[Records from a data collection]
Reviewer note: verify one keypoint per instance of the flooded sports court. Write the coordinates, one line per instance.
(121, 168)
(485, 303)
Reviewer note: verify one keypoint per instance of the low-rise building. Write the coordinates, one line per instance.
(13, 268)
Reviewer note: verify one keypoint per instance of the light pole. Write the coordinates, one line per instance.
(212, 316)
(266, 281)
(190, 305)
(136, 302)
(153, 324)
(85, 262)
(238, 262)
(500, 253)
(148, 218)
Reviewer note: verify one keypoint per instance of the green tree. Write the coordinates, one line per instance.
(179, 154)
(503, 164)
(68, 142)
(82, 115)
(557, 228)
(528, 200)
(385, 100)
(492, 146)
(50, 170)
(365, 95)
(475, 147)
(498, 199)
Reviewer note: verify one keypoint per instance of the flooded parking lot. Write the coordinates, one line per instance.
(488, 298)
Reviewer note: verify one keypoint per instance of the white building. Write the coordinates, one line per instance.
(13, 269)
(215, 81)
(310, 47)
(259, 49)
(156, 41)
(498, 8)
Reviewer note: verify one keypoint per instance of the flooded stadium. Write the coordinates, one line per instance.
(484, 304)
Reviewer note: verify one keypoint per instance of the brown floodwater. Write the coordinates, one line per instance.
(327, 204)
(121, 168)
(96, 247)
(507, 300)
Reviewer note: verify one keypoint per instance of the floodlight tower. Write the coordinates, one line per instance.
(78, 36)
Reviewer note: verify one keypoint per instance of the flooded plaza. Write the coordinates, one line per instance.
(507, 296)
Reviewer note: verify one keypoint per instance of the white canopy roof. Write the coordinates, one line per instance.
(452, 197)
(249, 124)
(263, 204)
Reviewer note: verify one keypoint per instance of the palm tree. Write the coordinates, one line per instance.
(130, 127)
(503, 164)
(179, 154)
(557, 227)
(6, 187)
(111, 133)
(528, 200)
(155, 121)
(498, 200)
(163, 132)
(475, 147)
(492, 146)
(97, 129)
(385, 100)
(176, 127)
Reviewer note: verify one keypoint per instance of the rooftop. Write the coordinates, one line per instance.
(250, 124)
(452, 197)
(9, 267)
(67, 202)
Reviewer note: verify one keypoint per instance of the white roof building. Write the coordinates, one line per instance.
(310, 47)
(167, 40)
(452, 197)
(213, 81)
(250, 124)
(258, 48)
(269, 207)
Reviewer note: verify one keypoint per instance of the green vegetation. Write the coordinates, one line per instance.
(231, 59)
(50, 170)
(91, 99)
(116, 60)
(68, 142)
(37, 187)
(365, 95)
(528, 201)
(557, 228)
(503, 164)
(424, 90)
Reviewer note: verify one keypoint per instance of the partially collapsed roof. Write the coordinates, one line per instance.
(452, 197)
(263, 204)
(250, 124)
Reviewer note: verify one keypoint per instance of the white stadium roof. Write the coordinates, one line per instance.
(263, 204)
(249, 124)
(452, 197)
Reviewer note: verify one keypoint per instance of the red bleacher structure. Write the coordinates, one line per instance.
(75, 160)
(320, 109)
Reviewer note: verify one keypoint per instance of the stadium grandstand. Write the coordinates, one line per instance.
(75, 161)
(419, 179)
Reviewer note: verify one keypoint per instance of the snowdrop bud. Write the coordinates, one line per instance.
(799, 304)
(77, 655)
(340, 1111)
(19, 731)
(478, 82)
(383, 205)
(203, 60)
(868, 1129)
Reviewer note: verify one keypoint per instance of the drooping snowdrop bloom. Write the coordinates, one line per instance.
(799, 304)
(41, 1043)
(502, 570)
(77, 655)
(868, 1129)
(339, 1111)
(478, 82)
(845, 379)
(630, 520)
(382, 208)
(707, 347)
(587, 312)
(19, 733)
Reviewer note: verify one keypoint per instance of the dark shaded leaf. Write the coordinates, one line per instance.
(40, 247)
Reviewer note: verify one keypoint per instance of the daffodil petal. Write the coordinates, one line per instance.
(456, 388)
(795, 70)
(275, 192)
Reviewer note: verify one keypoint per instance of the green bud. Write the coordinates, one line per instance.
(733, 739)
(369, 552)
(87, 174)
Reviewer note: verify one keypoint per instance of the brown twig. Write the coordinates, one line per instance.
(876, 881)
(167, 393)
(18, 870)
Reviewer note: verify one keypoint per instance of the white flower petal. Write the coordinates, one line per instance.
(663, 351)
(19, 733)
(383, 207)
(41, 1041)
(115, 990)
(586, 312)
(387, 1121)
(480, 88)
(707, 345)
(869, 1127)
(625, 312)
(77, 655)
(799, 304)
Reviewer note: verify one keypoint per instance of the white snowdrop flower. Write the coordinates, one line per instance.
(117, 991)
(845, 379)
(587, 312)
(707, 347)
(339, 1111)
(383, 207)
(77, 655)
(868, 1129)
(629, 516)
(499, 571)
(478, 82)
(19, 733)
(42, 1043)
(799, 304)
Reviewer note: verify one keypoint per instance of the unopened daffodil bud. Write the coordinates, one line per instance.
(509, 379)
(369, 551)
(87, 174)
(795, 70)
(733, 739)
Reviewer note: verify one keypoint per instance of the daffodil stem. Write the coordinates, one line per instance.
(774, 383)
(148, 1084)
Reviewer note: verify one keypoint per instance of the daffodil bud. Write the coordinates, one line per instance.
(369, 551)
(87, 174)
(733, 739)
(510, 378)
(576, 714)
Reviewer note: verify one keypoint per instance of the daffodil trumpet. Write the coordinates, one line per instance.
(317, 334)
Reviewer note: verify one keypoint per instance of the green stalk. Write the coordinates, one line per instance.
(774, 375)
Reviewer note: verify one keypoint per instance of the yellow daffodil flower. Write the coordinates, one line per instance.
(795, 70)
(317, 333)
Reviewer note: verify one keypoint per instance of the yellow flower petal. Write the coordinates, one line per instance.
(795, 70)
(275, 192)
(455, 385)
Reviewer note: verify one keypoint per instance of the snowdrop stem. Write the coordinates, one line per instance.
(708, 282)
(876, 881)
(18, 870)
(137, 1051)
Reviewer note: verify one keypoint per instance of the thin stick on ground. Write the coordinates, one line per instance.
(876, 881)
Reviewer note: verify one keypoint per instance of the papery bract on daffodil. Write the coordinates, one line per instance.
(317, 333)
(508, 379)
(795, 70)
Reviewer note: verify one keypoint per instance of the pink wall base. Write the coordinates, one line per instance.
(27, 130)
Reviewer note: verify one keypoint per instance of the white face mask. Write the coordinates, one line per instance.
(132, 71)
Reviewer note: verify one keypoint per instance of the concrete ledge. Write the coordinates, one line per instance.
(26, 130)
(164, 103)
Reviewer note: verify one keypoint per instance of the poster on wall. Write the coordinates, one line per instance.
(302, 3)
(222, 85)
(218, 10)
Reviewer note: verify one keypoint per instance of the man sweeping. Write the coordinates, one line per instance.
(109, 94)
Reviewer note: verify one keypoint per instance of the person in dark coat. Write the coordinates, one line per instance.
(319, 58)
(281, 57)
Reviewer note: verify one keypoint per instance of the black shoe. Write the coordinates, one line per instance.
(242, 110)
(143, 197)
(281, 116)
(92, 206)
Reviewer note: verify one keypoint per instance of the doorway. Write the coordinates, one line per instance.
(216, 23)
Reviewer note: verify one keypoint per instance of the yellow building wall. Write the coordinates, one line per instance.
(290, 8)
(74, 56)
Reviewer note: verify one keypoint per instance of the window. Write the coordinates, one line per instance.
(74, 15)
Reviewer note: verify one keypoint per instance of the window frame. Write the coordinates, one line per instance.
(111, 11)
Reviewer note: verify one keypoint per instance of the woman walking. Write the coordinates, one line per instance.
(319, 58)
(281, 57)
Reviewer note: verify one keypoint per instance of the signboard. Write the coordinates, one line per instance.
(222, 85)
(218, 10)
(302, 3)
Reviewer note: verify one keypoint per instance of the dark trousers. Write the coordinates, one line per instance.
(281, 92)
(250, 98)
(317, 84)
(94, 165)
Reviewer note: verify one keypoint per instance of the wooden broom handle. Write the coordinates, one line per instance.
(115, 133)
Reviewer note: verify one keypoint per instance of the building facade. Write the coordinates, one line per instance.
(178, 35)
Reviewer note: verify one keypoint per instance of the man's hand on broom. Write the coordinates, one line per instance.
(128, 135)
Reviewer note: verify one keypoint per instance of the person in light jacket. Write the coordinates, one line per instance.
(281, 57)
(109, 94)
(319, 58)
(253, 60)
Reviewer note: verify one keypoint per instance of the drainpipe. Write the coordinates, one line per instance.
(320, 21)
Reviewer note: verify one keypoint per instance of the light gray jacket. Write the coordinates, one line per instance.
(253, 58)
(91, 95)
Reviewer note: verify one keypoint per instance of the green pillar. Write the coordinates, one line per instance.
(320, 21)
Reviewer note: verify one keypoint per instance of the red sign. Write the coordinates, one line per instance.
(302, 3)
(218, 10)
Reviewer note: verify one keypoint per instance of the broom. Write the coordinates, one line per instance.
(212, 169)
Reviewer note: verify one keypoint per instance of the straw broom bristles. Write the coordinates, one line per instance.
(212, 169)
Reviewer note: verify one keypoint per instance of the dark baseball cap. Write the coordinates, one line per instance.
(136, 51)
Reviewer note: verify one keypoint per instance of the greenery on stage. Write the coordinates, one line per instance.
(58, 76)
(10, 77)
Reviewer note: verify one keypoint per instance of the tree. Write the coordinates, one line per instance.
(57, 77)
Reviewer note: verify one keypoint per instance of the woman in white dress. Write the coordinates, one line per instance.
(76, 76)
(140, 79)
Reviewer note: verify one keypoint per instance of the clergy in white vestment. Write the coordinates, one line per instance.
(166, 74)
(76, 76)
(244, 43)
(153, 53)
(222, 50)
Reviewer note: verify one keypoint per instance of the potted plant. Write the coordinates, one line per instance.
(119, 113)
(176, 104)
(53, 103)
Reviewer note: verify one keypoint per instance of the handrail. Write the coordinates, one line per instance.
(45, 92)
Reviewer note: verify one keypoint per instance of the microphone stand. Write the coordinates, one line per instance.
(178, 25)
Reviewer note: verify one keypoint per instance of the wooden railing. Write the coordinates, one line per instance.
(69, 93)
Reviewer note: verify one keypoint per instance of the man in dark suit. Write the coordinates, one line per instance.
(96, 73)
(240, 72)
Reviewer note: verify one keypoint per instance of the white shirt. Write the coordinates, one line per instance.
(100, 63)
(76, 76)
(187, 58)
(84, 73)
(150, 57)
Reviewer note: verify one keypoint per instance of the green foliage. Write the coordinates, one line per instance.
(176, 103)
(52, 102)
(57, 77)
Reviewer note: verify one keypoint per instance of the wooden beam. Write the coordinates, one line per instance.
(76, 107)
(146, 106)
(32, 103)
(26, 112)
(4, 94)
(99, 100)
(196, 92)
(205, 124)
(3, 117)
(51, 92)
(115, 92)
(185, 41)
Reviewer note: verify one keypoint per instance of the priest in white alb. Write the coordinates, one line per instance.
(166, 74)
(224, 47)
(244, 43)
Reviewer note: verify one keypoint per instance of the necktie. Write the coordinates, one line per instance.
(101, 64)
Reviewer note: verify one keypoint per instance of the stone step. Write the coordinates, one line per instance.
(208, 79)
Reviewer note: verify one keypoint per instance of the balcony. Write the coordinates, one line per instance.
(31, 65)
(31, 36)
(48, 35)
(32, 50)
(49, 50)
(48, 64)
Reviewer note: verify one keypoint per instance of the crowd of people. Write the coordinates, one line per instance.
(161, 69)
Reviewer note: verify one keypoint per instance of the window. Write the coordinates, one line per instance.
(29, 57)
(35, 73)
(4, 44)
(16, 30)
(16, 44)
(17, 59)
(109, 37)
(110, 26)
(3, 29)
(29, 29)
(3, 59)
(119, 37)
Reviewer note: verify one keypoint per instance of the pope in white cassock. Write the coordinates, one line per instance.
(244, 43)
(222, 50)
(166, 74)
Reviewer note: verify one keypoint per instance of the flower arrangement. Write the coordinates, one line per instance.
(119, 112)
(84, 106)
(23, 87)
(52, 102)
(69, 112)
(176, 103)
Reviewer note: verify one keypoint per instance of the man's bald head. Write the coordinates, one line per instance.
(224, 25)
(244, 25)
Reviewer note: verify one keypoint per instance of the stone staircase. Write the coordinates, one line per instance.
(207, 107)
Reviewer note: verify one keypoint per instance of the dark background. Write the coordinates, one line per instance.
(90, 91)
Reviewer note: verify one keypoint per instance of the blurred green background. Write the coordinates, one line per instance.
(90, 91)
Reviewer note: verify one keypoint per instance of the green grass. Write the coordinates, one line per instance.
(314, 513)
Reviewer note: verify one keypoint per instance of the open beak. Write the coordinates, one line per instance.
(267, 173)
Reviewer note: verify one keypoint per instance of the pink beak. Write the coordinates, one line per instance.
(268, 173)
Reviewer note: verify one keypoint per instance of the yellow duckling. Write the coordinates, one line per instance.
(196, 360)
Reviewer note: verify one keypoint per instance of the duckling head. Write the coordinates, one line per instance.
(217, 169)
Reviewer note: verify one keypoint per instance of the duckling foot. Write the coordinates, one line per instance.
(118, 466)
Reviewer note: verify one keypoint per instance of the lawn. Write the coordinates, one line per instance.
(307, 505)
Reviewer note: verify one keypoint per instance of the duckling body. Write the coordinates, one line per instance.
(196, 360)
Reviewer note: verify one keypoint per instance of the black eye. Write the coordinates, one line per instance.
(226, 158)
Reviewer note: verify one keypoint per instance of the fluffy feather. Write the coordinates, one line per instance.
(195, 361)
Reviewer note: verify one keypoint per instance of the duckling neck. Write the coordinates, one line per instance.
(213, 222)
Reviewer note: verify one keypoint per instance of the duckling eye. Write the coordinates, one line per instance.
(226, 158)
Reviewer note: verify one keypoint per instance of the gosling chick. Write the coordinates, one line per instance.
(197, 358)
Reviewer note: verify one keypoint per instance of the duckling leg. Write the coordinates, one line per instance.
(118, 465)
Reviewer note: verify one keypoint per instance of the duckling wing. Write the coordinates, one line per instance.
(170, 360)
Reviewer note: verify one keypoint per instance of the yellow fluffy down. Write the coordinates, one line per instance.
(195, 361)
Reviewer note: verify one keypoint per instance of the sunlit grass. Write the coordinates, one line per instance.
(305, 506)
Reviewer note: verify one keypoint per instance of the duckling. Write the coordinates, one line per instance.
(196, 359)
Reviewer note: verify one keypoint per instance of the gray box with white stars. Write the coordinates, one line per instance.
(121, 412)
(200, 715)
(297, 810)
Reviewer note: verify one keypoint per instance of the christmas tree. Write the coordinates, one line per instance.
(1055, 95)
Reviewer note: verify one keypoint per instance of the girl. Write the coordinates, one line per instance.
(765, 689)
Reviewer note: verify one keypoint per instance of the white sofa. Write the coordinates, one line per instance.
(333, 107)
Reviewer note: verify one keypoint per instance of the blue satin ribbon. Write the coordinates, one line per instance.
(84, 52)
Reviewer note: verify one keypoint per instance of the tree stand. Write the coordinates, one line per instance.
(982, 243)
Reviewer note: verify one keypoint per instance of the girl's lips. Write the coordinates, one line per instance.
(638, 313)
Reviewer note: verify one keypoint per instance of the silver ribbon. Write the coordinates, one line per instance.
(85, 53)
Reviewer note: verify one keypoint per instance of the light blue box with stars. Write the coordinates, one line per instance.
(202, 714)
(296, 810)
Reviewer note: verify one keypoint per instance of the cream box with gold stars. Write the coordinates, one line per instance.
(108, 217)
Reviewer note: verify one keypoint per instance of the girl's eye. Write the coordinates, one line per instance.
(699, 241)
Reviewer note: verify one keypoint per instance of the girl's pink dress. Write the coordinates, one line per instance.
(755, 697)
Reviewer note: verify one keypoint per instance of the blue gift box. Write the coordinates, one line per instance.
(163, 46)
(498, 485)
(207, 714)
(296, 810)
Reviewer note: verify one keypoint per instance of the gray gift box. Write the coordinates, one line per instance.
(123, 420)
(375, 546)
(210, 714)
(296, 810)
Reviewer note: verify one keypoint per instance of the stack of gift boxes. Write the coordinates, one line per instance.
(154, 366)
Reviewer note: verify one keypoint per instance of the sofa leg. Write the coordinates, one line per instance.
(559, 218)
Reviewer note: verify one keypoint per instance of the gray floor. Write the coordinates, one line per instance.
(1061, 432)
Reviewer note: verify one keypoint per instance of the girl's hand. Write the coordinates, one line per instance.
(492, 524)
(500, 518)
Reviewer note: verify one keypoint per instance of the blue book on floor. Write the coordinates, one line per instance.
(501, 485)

▸ TASK GOAL:
Take every line from the one containing "Reviewer note: verify one keypoint per instance of the stack" to the end of the listing and output it exactly, with nothing else.

▸ EXERCISE RESULT:
Reviewer note: verify one keypoint per instance of the stack of gift boxes. Write the coordinates, one line per instance.
(154, 366)
Reviewer note: verify one keypoint per instance of the sofa leg. Write the coordinates, one line per instance.
(559, 218)
Reviewer note: verify one keypoint per instance of the gray floor. Write the coordinates, one line per instance.
(1061, 432)
Reviewer note: verify one keypoint per instance of the girl's hand. Write the coordinates, one line per instance.
(492, 524)
(500, 518)
Reviewer note: verify one keypoint per instance of the blue book on floor. Write the coordinates, one line per instance.
(501, 485)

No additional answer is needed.